Activity: In your reply, write out the records exactly, each line intact.

Data extracts:
■ ■ ■ ■ ■
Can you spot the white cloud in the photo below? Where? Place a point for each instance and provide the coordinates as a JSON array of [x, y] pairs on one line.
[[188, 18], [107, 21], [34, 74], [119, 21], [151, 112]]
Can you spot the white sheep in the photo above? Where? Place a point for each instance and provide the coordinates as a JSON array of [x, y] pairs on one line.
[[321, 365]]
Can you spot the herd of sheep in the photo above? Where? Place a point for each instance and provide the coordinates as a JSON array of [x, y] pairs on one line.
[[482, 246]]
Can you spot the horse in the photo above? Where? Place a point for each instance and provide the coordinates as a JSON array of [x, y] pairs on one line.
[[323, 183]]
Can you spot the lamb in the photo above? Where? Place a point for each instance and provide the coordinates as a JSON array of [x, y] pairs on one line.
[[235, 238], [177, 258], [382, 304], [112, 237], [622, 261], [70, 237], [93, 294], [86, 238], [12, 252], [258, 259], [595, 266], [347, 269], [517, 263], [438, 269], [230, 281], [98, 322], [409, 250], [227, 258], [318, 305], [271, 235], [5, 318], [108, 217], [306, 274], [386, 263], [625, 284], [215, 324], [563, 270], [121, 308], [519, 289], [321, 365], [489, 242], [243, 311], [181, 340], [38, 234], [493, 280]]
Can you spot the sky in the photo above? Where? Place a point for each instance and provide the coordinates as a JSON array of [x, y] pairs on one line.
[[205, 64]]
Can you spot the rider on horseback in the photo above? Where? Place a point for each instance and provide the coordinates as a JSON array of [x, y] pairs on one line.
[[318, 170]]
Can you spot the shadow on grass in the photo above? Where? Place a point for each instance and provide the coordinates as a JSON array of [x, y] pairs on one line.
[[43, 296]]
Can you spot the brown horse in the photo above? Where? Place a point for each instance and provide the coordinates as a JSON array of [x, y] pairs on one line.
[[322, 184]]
■ ■ ■ ■ ■
Response below:
Can you spot the white cloud in the photo below? Where? Place a point for each instance and provide the coordinates as a JSON array of [x, y] pairs on one line.
[[188, 18], [107, 21], [34, 74], [119, 21], [151, 112]]
Can you spot the white sheep in the photo above? Where? Place a point for each instance and provide the coordinates as a JSON array of [x, y] pairs on one line.
[[321, 365]]
Can you spot the herd of sheep in the photo above? Where? Place a point for each instance and provide the coordinates as a JSON array of [x, y] pairs on one line.
[[482, 246]]
Can you spot the horse in the photo above? Where? Place a point for each instance and provide the coordinates as a JSON array of [x, y] pairs on one line.
[[323, 183]]
Can you spot the lamb in the photo above? Where? Place a point for each instance and provide the coordinates as a JSON array of [x, y] pairs on one line.
[[235, 238], [177, 258], [382, 304], [112, 237], [622, 261], [70, 237], [93, 294], [86, 238], [12, 252], [258, 259], [595, 266], [347, 269], [517, 263], [438, 269], [230, 281], [98, 322], [409, 250], [227, 258], [318, 305], [271, 235], [5, 318], [108, 217], [306, 274], [386, 263], [625, 284], [215, 324], [563, 270], [121, 308], [519, 289], [321, 365], [489, 242], [243, 311], [181, 340], [38, 234], [493, 280]]
Can you spot the sky in the photo above? Where? Place a point for each instance and provide the coordinates as a JSON array of [x, y] pairs on one line.
[[205, 64]]
Can you spot the rider on horseback in the photo above? Where? Place a point for each instance and provide the coordinates as a JSON array of [x, y] pairs on one line.
[[318, 170]]
Can you spot the shadow on grass in the photo above? Where? Place a point for each instance and provide the coordinates as a JSON array of [x, y] pairs on one line.
[[43, 296]]
Can you spot the brown horse in the photo above? Where? Place a point for each instance and provide the coordinates as a JSON array of [x, y] pairs on one line.
[[322, 184]]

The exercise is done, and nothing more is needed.